TASK STATEMENT
In the article on brain injury and dementia below, why does Dr Stewart suggest targeting the tau protein as a way to prevent dementia? Answer in one to three sentences.

SOURCE TEXT
Segment Open
Scottish scientists have discovered for the first time exactly how a single sporting or car accident brain injury can develop years later into life-changing dementia.

The University of Glasgow team of neuroscientists was headed by Dr Willie Stewart, who has campaigned for greater safety in rugby and football, and last year scanned the brain of former Premier League ace turned football pundit Alan Shearer.

In a "landmark" study, they have shown how just a single traumatic brain injury can generate a defective form of a common neural protein that can go on to spread right through the brain.

The result is memory deficits, neuronal damage, and even eventual full-blown dementia.

Working with specialists in Italy, the Glasgow team analysed brain specimens from patients surviving a year or more after a single, severe brain injury.

They looked for so-called "Tau" proteins, which are abundant in human brain tissue, but when in a "defective" form can no longer function properly and are associated with progressive, degenerative brain disease

The team found deposits of abnormal tau proteins were "much more widespread" in brain-injured patients than in normal brains.

They found the same type of abnormal tau in injured mice, which, over time, spread from the site of injury to other regions of the brain altogether.

Importantly, they also found that abnormal tau protein injected into the brains of healthy mice then appeared to "seed" and spread.

Dr Stewart, who believes legendary West Bromwich striker Jeff Astle was killed by progressive brain damage linked to trauma, said the "landmark" finding could lead to new treatments.

He said: "We've recognised for many decades that brain injury is one of the strongest environmental risk factors for dementia.

"More recently we are recognising sportsmen and women may be at increased risk of dementia.

"One of the striking features when we look at the brains of people who've been exposed to brain injury is the abnormal deposition of tau.

"What we've never really understood is how you get from a single brain injury, such as being hit by a car, or repeated brain injury, such as participating in sport, through to a widespread degenerative brain disease and a brain filled with tau.

"We can detect these deposits of tau quite early on after brain injury and they seem to be quite remote from areas that are related to memory and so forth, but when we see patients who have survived many more years those tau proteins appear to have spread through the whole brain.

"The question has always been how does this happen, how does the whole brain get affected, with consequent effects on memory and function?

"What we saw in mice was this protein spreading throughout the brain when we let them survive a number of months, and importantly when we took samples of these diseased brains from mice and injected them into mice who had never been exposed to brain injury those mice developed the same problems.

"So it appears this abnormal protein can 'seed' or spread through the brain.

"It's very similar to what's been described for CJD, where an infective agent can spread through the brain.

"It's like a grain of sand in an oyster.

"We need tau proteins for our brains to function, but they can become abnormally folded, and that abnormal protein can them transmit its abnormal shape to other tau proteins and generate this evolving pathology.

"If this spreading tau protein is part of what's generating the late dementia, perhaps one way to try and prevent it -- short of avoiding brain injury -- might be to try and target that tau protein and stop it from spreading.

"It gives us a novel way of challenging dementia."

Dr Elisa Zanier, who led the Italian team, based at the Mario Negri Institute for Pharmacological Research in Milan, added: "Traumatic brain injury is a leading cause of death and disability in young adults.

"Even in milder cases, it represents a risk factor for dementia. Understanding the mechanism linking an acute mechanical event to a progressive, degenerative brain disease would help the development of new therapies."

The study is published in the journal Brain.

In Europe, more than five million people live with moderate or severe traumatic brain injury.

Last year, in a separate study, a team guided by Dr Stewart produced a study which found that heading a modern-day football just 20 times causes brain impairment.
Segment Closed
SUPPLIED INFORMATION
Segment Open
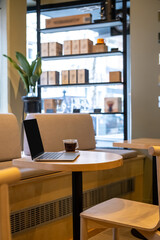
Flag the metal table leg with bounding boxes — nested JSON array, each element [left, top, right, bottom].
[[152, 156, 158, 205], [72, 172, 83, 240]]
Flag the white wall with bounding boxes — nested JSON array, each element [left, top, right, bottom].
[[131, 0, 160, 138], [131, 0, 160, 202]]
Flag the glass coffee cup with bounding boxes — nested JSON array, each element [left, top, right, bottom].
[[63, 139, 79, 152]]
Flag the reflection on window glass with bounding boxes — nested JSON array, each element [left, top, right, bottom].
[[26, 13, 37, 62]]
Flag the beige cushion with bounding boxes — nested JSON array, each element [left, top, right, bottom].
[[24, 113, 95, 155], [95, 148, 138, 159], [0, 113, 21, 161]]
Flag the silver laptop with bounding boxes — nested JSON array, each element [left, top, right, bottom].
[[23, 119, 79, 162]]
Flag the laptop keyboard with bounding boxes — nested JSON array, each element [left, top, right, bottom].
[[37, 152, 63, 159]]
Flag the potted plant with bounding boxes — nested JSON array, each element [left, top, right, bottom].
[[3, 52, 42, 113]]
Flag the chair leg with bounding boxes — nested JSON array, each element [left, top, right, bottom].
[[80, 217, 88, 240], [112, 228, 119, 240]]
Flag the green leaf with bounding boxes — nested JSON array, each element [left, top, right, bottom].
[[3, 54, 23, 74], [30, 75, 39, 86], [16, 52, 32, 76], [18, 71, 30, 93]]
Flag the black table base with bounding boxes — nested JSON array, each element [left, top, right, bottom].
[[72, 172, 83, 240]]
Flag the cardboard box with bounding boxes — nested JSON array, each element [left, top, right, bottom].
[[62, 70, 69, 84], [41, 43, 48, 57], [78, 69, 89, 83], [72, 40, 80, 54], [40, 72, 48, 85], [92, 44, 108, 53], [104, 97, 122, 112], [80, 39, 93, 53], [44, 99, 57, 113], [69, 70, 78, 84], [109, 71, 121, 82], [46, 13, 92, 28], [63, 40, 72, 55], [49, 42, 62, 56], [48, 71, 59, 85]]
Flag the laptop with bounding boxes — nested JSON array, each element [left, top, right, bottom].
[[23, 119, 80, 162]]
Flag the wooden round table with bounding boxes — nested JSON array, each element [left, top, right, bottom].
[[13, 151, 123, 240]]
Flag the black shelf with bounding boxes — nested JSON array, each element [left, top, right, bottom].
[[42, 51, 123, 61], [38, 82, 124, 88], [39, 20, 122, 34], [89, 112, 124, 115]]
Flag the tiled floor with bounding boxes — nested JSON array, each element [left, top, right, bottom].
[[90, 228, 138, 240]]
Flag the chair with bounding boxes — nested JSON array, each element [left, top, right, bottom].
[[0, 167, 21, 240], [80, 146, 160, 240]]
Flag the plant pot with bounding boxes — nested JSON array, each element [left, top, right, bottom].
[[22, 96, 41, 113]]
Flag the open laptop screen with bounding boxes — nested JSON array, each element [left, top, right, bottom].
[[23, 119, 44, 159]]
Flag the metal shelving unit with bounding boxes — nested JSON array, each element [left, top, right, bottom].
[[37, 0, 128, 146]]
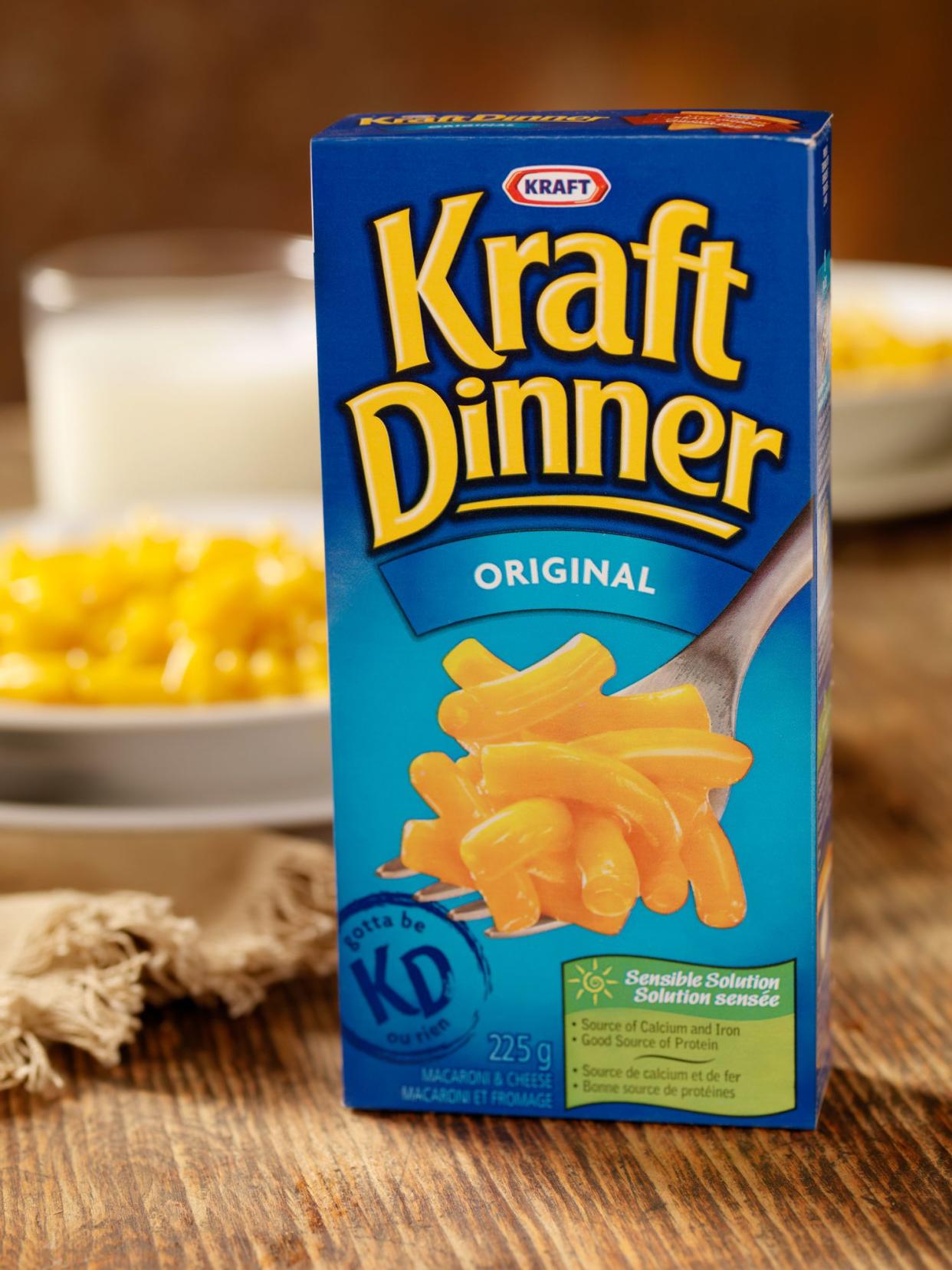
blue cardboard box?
[312,104,832,1128]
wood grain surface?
[0,411,952,1270]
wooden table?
[0,409,952,1270]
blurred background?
[0,0,952,400]
[0,0,952,829]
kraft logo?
[503,164,612,207]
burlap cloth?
[0,833,334,1094]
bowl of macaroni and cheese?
[832,260,952,498]
[0,499,330,828]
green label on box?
[563,955,796,1117]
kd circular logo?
[340,893,490,1063]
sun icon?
[567,956,618,1006]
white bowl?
[0,499,331,829]
[832,260,952,477]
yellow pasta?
[482,869,542,935]
[575,811,638,917]
[443,639,515,689]
[400,821,472,887]
[684,811,747,927]
[629,834,688,913]
[536,877,629,935]
[482,740,681,854]
[459,798,574,883]
[401,635,751,935]
[0,519,327,707]
[438,635,615,747]
[537,683,711,740]
[410,751,491,837]
[577,728,753,788]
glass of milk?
[24,231,320,513]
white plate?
[0,499,331,831]
[832,260,952,482]
[832,453,952,521]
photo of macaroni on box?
[401,633,753,935]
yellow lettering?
[637,198,749,381]
[721,412,783,512]
[482,230,548,352]
[537,234,635,357]
[494,375,569,476]
[375,192,505,371]
[652,395,726,498]
[575,380,648,482]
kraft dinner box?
[312,104,832,1128]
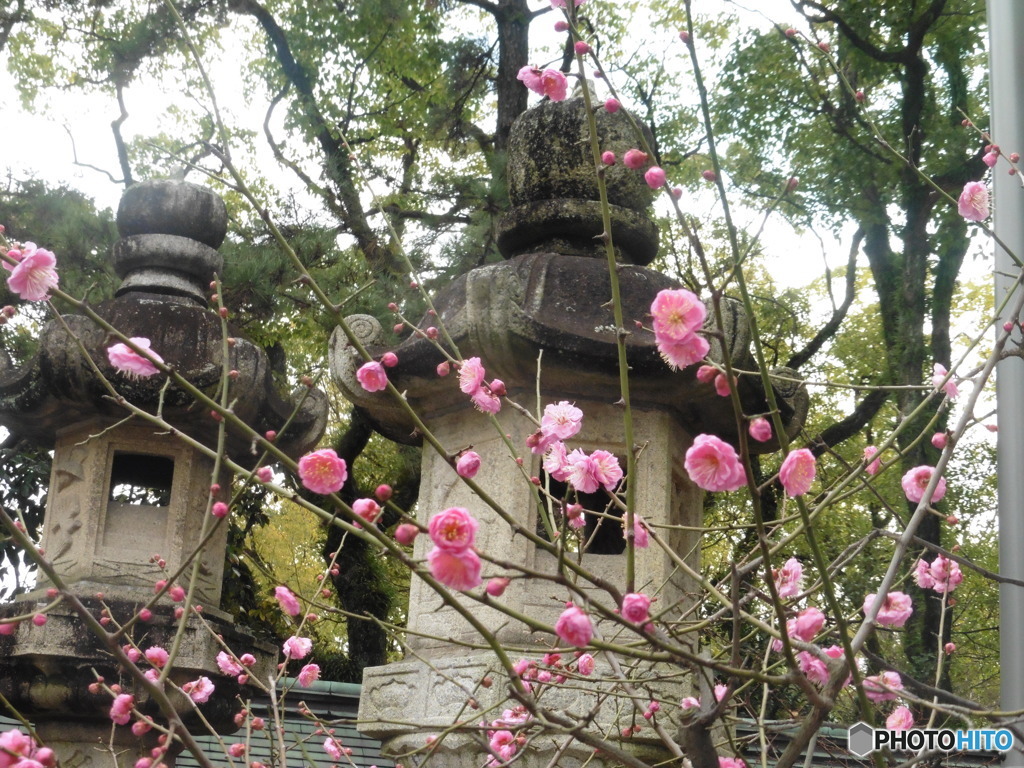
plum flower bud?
[623,150,648,171]
[455,451,480,479]
[643,165,666,189]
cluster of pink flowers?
[697,366,733,393]
[863,592,913,627]
[900,466,946,504]
[106,336,164,379]
[771,557,804,597]
[299,449,348,496]
[459,357,505,414]
[480,705,530,768]
[864,671,903,703]
[273,587,302,616]
[427,507,482,591]
[913,555,964,595]
[516,66,568,101]
[526,400,583,454]
[3,243,58,301]
[956,181,988,221]
[355,360,387,392]
[0,728,57,768]
[650,288,711,370]
[555,603,594,648]
[772,605,825,653]
[778,449,817,497]
[544,448,623,494]
[797,645,843,687]
[683,434,746,492]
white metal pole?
[988,0,1024,768]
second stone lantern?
[332,97,807,768]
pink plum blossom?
[352,499,381,523]
[643,165,667,189]
[932,362,959,400]
[540,400,583,442]
[544,440,570,482]
[111,693,135,725]
[324,736,343,762]
[273,587,302,616]
[427,547,482,592]
[864,671,903,702]
[746,416,771,442]
[956,181,988,221]
[620,592,650,624]
[428,507,479,553]
[281,635,313,659]
[555,605,594,648]
[900,466,946,504]
[299,449,348,495]
[683,434,746,492]
[863,592,913,627]
[786,605,825,643]
[3,243,58,301]
[623,148,648,171]
[181,677,214,703]
[217,650,242,677]
[106,336,164,379]
[654,333,711,371]
[771,557,804,597]
[797,650,828,687]
[144,645,171,670]
[470,386,502,414]
[778,449,816,497]
[298,664,319,688]
[590,449,623,494]
[886,706,913,731]
[516,66,568,101]
[459,357,486,395]
[913,555,964,595]
[355,360,387,392]
[455,451,480,479]
[650,288,708,340]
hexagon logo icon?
[846,723,874,758]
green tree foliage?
[716,0,985,692]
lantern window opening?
[108,451,174,507]
[535,460,626,555]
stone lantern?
[332,97,807,768]
[0,181,327,766]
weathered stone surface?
[118,179,227,247]
[0,181,327,464]
[331,253,806,453]
[498,96,657,264]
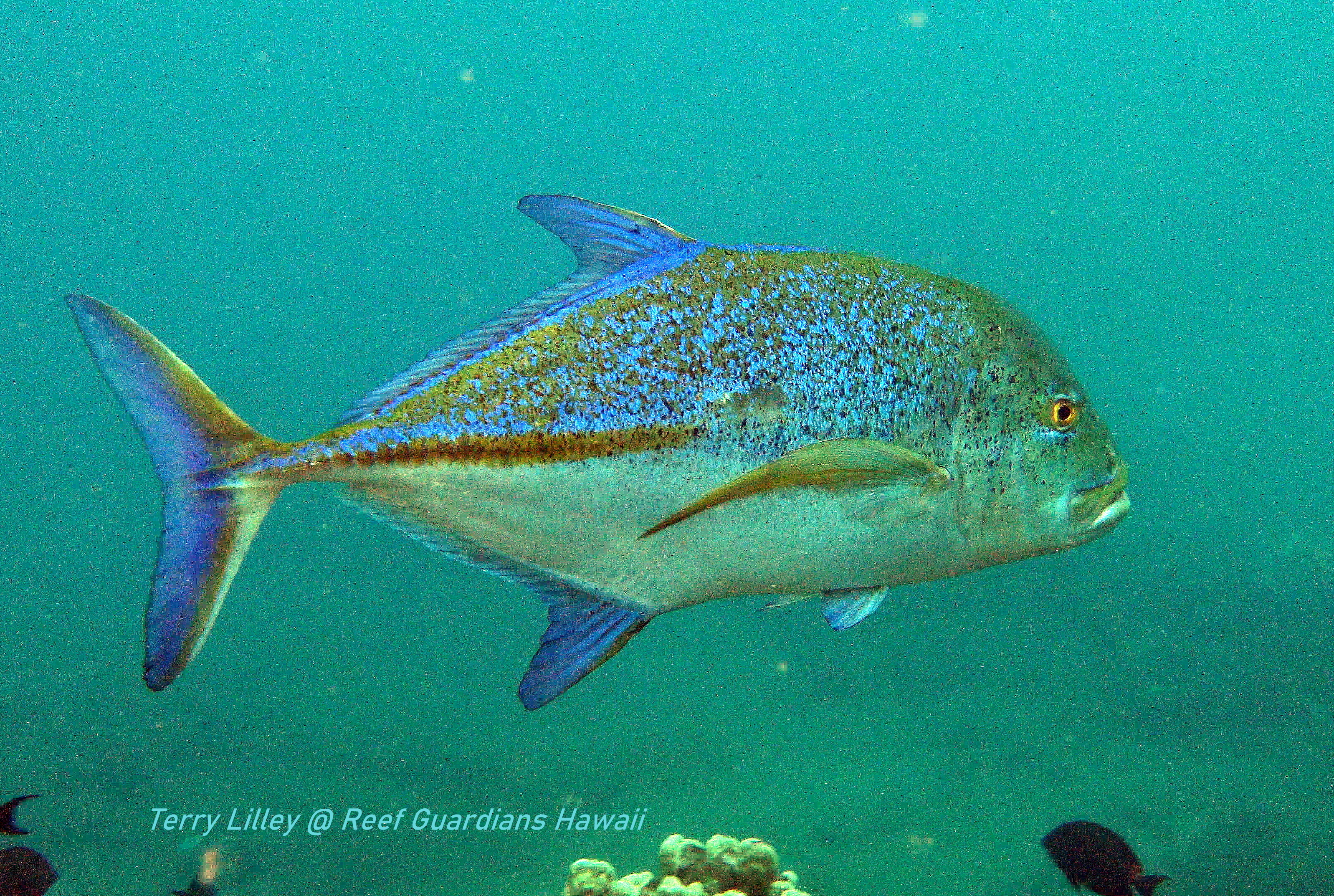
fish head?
[951,309,1130,567]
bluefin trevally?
[68,196,1130,709]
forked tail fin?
[66,295,283,691]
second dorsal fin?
[339,196,703,423]
[519,196,694,278]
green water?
[0,0,1334,896]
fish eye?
[1042,396,1079,432]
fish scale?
[68,196,1129,708]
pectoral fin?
[825,587,890,632]
[639,439,952,539]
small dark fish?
[0,793,40,837]
[1042,821,1167,896]
[0,847,56,896]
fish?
[0,793,57,896]
[0,793,40,837]
[0,847,59,896]
[1042,821,1170,896]
[67,196,1130,709]
[171,848,221,896]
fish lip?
[1068,464,1130,535]
[1088,488,1130,531]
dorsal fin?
[339,196,695,423]
[519,196,691,276]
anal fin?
[519,584,652,709]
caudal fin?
[1130,875,1171,896]
[66,295,281,691]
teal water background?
[0,0,1334,896]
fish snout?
[1070,460,1130,539]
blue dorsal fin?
[339,196,695,424]
[519,196,694,276]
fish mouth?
[1070,464,1130,535]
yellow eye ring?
[1043,397,1079,432]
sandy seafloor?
[0,0,1334,896]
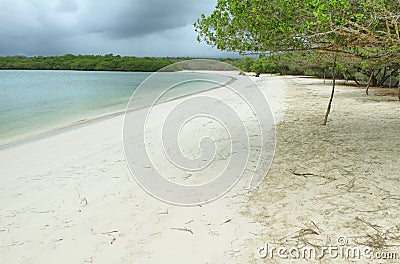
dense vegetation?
[194,0,400,124]
[0,54,244,72]
[0,54,177,72]
[234,51,400,88]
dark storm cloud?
[0,0,228,56]
[81,0,210,38]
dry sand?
[0,73,285,263]
[0,76,400,263]
[246,77,400,263]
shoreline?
[0,70,235,151]
[0,72,285,263]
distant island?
[0,54,236,72]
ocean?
[0,70,227,145]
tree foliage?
[0,54,175,72]
[195,0,400,58]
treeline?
[235,51,400,88]
[0,54,177,72]
[0,54,242,72]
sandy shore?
[0,73,286,263]
[246,77,400,263]
[0,76,400,263]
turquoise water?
[0,70,230,142]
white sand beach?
[0,73,286,263]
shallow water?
[0,70,227,142]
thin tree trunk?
[365,69,375,95]
[324,55,337,126]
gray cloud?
[0,0,231,56]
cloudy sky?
[0,0,233,57]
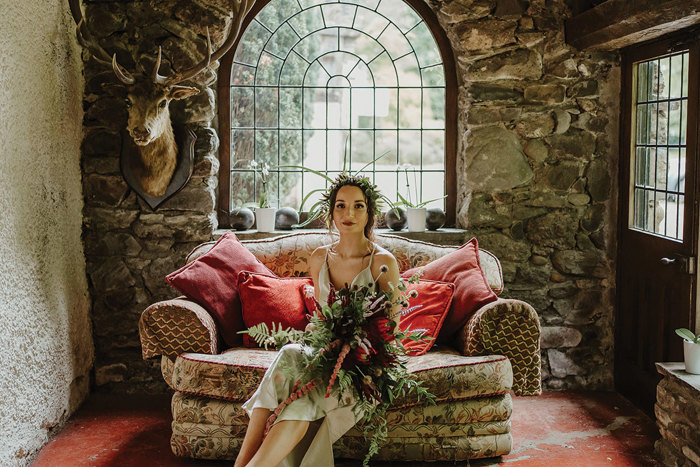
Segment Closed
FINISHED EXERCISE
He suggests it because spreading abnormal tau protein may be part of what produces the dementia that develops years after a brain injury. Abnormally folded tau can pass its shape to other tau proteins and spread through the brain, so stopping it from spreading could help prevent that dementia without having to avoid brain injury.